Look most of the people who have posted here will support you if you decided to R once the A has ended. I am pro-marriage and pro-R in most cases. 

But your case is not worth saving as long as she continues in the A. You need to stop counseling if she is spitting in your face. You are wasting money. File for divorse. 

You don't want your children devastated. What you are teaching them is that it is OK for mom to fuc* whoever she wants for as long as she wants and dad is just a freakin wussy. They will learn that men are wussies and women rule the world. There is no morals in your wife. She is teaching your children that a women can spread her legs outside the marriage, come home, be mom and that is the role model they have right now. 

If I was you:

1. Get tested for STD's.
2. Use the 180.
3. Get your finances in order.
4. Get an attorney and file for Divorse.
5. Expose the affair to everyone. 
6. And stop the dependency on a broken worthless woman. She is dead. The woman you loved is gone.


----------



## Honeystly

I am so sorry you are going through this. I get what everybody is saying, but I'm not sure I get the 'man up' comments... You obviously love your wife and have been fighting for her. I understand your pain. The sad truth is that she will most likely leave, now that the OM is getting a divorce, especially since he makes a lot of money. The silver lining is you can get the kids and get her for alimony. Then his money will be your money. I know how hard it is to kill your love on purpose, as I am doing it as we speak. I think you should get in touch with this douche's wife and tell her the truth. She probably has no idea why her husband really left. I know I didn't.... I would like to have known, so would she I bet. Good luck to you. Letting go is hard, but this woman is simply cutting you into a million pieces right now. It's not good for you or your precious children. Start thinking of letting go. You will probably feel devastated, but relieved at the same time. Again, I'm so sorry


----------



## Machiavelli

cdj said:


> For almost two years (I've only known less than a year) my wife has engaged in an affair that began as emotional but progressed to physical. Last physical contact was 2 weeks ago.
> 
> I have done literally everything I know to do. This guy was a friend of mine - although he was always sketchy to me and I suspected he wanted my wife. He has said/done everything to get her to leave me...he makes more money than me, etc...He is now leaving his wife and getting divorced. I believe he has no designs on letting up his pursuit of her.

**List of tasks**
1. In the forum thread, how long does the quoted post say the wife's affair has gone on?
2. Carry the forum thread on past its last sentence.

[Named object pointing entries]
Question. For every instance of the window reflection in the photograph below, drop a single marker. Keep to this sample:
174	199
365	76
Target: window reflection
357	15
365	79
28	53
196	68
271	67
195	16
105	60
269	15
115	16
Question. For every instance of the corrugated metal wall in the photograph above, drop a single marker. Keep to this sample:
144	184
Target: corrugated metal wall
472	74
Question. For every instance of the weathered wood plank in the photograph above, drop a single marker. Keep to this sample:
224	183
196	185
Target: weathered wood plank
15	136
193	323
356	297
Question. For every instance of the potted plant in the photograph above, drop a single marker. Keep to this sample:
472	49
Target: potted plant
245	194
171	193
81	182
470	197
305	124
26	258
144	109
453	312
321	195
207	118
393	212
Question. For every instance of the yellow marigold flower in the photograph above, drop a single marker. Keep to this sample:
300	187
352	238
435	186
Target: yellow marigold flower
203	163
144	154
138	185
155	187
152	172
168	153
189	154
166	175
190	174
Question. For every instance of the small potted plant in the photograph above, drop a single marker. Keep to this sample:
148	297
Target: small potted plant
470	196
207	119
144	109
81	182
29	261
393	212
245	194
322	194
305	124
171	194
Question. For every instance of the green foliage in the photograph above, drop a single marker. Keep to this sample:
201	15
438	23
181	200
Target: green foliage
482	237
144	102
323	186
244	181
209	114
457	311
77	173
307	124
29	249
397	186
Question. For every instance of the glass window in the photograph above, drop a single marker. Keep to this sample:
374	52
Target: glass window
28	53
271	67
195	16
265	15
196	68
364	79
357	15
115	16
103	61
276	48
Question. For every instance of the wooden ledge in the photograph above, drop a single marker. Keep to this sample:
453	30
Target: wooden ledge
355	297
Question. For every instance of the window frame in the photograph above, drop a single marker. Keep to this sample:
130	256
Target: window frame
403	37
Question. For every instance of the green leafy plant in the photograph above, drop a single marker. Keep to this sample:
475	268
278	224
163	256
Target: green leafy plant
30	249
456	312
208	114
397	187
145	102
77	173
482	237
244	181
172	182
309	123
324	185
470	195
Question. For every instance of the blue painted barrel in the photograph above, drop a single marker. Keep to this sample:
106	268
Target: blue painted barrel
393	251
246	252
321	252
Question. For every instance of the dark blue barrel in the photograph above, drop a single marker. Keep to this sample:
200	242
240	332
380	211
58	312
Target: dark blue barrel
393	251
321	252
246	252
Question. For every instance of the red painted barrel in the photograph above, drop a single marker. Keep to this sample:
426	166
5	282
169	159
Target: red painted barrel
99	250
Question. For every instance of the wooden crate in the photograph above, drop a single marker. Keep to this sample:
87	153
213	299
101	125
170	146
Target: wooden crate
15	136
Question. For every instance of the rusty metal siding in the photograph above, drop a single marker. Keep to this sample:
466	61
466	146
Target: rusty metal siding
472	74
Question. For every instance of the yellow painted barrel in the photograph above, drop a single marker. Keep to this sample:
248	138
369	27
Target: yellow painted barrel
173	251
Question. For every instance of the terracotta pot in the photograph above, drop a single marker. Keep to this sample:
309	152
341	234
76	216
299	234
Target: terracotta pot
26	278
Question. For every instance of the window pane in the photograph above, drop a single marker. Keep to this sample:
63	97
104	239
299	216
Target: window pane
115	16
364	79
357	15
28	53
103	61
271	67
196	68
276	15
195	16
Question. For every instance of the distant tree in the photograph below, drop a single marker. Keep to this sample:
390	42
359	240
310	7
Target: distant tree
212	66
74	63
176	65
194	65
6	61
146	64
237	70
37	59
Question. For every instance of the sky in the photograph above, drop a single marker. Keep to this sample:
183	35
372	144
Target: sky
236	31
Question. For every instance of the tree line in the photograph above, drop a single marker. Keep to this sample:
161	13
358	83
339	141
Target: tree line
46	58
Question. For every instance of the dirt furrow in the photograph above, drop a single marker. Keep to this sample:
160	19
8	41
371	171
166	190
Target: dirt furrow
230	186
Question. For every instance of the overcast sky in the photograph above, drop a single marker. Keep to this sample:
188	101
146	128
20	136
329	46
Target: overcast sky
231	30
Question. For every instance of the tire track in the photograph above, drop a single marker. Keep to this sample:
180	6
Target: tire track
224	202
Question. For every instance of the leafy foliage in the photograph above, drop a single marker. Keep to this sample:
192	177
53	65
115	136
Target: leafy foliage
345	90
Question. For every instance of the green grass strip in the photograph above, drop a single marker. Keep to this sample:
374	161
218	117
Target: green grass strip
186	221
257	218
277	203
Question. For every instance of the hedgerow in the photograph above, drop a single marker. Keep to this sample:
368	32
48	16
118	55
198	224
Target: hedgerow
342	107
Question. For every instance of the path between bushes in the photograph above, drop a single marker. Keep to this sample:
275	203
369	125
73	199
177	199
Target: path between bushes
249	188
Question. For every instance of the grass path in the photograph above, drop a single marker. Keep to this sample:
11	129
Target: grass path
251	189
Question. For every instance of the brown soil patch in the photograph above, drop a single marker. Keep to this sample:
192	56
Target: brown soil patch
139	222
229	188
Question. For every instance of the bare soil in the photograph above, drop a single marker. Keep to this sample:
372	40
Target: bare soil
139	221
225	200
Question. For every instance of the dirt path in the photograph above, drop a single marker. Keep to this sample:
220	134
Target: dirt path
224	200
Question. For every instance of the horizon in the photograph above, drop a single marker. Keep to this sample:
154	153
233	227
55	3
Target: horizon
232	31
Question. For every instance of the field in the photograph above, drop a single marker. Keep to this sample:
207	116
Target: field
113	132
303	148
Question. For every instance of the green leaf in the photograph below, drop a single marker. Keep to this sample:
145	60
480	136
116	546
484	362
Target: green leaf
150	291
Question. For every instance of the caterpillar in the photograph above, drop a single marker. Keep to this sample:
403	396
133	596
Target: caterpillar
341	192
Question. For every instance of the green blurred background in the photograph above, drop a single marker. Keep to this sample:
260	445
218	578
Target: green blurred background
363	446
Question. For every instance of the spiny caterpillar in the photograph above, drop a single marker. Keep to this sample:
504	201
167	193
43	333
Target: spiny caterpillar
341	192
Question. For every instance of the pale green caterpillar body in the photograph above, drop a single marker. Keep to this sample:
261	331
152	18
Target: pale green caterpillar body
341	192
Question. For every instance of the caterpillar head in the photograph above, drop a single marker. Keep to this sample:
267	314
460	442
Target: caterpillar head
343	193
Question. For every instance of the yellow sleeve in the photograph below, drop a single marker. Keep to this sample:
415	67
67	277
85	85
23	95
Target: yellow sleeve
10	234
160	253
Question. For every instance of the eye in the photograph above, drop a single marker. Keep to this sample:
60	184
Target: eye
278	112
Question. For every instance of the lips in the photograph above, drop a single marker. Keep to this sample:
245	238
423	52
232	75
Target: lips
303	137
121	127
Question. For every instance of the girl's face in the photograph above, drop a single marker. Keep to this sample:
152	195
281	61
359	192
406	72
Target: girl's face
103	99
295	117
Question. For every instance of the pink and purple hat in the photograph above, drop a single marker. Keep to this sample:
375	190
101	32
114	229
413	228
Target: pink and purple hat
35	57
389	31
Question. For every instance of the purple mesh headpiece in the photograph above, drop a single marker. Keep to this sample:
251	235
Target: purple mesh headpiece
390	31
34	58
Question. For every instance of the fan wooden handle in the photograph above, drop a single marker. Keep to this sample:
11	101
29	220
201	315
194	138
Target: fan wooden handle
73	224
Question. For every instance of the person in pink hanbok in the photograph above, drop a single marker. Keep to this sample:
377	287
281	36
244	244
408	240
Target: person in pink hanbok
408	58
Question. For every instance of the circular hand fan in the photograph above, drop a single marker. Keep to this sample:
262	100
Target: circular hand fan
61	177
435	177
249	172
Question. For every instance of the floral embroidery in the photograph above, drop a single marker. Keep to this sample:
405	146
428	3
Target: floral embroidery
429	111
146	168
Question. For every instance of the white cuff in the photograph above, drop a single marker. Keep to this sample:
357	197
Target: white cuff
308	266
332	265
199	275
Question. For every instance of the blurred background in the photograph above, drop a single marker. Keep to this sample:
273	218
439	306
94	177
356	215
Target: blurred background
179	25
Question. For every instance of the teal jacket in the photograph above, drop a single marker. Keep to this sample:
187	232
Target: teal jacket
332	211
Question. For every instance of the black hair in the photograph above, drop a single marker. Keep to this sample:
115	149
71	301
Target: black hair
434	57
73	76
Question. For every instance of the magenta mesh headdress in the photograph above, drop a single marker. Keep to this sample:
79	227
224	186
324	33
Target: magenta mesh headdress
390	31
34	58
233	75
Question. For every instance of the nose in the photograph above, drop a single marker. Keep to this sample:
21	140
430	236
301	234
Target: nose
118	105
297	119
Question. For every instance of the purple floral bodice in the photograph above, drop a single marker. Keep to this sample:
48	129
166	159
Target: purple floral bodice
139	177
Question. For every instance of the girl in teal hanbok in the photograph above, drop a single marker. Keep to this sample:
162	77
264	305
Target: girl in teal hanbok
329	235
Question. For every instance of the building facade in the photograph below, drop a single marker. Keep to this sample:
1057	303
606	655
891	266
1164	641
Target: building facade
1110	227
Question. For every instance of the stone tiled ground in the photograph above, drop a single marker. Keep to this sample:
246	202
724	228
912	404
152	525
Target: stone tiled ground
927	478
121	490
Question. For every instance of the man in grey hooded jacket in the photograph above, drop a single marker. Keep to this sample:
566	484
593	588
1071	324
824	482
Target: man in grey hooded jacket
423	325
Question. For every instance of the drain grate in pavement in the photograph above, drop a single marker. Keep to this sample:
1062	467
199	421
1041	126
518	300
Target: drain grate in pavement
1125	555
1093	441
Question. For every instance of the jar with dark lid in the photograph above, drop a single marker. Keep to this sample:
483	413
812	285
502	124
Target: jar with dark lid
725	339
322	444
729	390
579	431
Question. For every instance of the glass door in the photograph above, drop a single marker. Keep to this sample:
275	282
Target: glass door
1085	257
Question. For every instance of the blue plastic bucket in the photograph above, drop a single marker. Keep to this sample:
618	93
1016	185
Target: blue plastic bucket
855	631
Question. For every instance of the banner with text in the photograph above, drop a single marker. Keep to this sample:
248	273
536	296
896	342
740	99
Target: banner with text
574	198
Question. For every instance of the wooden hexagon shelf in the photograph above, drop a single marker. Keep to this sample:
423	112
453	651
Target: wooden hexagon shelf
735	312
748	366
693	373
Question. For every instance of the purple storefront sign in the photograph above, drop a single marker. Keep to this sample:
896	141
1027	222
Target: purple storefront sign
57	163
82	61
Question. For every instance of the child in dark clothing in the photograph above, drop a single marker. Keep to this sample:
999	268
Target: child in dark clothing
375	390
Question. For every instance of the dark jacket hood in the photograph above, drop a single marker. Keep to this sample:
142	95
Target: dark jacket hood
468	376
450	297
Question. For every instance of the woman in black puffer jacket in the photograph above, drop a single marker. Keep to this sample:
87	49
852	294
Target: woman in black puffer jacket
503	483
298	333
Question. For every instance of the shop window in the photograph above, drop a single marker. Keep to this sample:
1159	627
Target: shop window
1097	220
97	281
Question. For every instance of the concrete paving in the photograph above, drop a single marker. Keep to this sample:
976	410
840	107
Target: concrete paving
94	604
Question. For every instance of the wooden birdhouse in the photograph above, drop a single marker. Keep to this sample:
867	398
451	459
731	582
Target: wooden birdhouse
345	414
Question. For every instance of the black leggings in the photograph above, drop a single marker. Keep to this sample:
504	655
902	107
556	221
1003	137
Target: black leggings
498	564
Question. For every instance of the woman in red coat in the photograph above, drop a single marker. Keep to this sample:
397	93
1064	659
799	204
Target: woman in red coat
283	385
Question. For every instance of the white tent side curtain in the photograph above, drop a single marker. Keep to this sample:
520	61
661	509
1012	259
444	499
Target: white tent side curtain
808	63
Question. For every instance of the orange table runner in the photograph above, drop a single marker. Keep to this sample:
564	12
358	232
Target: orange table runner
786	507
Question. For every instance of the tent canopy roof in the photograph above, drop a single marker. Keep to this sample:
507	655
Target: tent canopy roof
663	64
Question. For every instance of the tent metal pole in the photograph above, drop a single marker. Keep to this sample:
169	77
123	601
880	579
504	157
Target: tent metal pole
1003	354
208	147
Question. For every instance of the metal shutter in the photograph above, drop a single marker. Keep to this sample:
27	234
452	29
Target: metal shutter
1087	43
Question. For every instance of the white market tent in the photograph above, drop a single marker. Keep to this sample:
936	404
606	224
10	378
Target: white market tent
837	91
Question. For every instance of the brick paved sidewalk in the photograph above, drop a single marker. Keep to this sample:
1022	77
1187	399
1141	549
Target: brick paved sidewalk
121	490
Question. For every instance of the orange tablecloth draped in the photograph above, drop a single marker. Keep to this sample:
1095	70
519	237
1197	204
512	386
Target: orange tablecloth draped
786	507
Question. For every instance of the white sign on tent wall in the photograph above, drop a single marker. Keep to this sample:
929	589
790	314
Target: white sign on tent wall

**Per-task outputs**
1. Almost two years.

2.
> 
> We are in counseling but she won't stop calling/answering his calls. I am at the end. I don't want a divorce because I love my family. I have 4 young children and don't want them devastated. But her behavior is unacceptable...
> 
> Any thoughts...??


What do* you* want, besides no divorce? The exact forces you deploy are determined by your operational objectives. However, as you would surmise from all the posts above, a divorce filing is a very potent jolt of reality for all occasions. 

How old are you both? Kid's ages? How long married?

Have you consulted an attorney? What state?


----------



## iheartlife

Honeystly said:


> but I'm not sure I get the 'man up' comments...


Man up is code for, no other human being is allowed to treat you like a dirty, used [fill in the blank].

He has tried "nice-ing" her out of the affair. It did not work, in fact it was an epic FAIL.

Time to take a radical depature from what was definitely not working before.

Every single person in this thread BLEEDS for your kids. Everything we've said, every single thing, takes full account of the children and how desperately you want to save your marriage.

Lose your marriage to save it.


----------



## OldWolf57

OK, you came here for advice. Now you have it. If it was me, I would have stepped to the dude long ago. But you don't sound like thats you. So if you are still here and haven't run because you didn't hear what you wanted to hear, PLEASE DO WHAT THE VETS HERE ARE TELLING YOU DO !!!!


----------



## tokn

Buddy, you aren't the one devastating the kids, she is.

Tell her you wish her well in her new life with her new man and you'll work out a schedule with her on her visitation rights with the kids, because she chose to leave the marriage.

And tell her she needs to pack her stuff up and leave by the weekend, if she can't get that done by then offer to help her out. Don't let her wait until its convenient for her.

Do this as calmly as you can, it'll be hard but try not show any emotions whats so ever. This will demonstrate strength and that you don't need her and you will be fine without her.

Don't beg, don't grovel, don't talk to her or discuss anything with her unless its about the kids or through your lawyers.

The sooner you do this the sooner you will begin to heal and your new life will start.

This is hard and painful, but take this time to focus on yourself and your kids, do things that will better yourself and you'll be a stronger person for it.

Get with a lawyer as soon as possible and start the filing process.


----------



## lordmayhem

OldWolf57 said:


> OK, you came here for advice. Now you have it. If it was me, I would have stepped to the dude long ago. But you don't sound like thats you. So if you are still here and haven't run because you didn't hear what you wanted to hear, PLEASE DO WHAT THE VETS HERE ARE TELLING YOU DO !!!!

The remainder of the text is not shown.